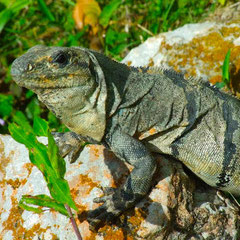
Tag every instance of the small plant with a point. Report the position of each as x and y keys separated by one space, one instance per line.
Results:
x=50 y=163
x=225 y=72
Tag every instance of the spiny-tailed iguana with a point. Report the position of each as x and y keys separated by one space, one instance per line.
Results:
x=135 y=113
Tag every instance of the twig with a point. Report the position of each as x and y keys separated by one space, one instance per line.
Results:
x=74 y=224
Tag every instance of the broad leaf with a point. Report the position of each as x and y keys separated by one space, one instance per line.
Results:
x=42 y=201
x=40 y=127
x=225 y=68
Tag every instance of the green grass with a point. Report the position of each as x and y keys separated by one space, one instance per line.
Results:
x=122 y=26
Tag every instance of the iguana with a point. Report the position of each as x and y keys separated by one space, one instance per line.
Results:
x=133 y=113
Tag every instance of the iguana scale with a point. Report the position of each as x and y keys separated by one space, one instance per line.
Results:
x=134 y=113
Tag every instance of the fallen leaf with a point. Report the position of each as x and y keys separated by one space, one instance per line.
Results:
x=87 y=12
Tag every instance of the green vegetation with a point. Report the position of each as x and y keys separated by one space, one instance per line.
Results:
x=110 y=26
x=114 y=27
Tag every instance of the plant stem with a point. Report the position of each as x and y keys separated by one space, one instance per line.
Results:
x=74 y=224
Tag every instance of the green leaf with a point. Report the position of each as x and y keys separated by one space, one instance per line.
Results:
x=20 y=135
x=42 y=201
x=182 y=3
x=225 y=68
x=22 y=121
x=108 y=11
x=47 y=159
x=6 y=105
x=222 y=2
x=40 y=127
x=44 y=8
x=60 y=191
x=57 y=161
x=220 y=85
x=5 y=16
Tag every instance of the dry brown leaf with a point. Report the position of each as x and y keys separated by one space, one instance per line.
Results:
x=87 y=12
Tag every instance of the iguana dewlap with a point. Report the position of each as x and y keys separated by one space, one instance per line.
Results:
x=135 y=113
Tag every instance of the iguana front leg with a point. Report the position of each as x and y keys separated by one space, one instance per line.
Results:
x=137 y=184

> **ASSIGNMENT**
For each line in the records that contains the word "plant", make a copy.

> **OUTPUT FOR THIS TASK**
Tag every instance of the small plant with a point. Report the position of each as x and y keys separated by one space, one instance per line.
Tag every instance of the plant stem with a point. Report the position of each as x and y keys separated by one space, one instance per line.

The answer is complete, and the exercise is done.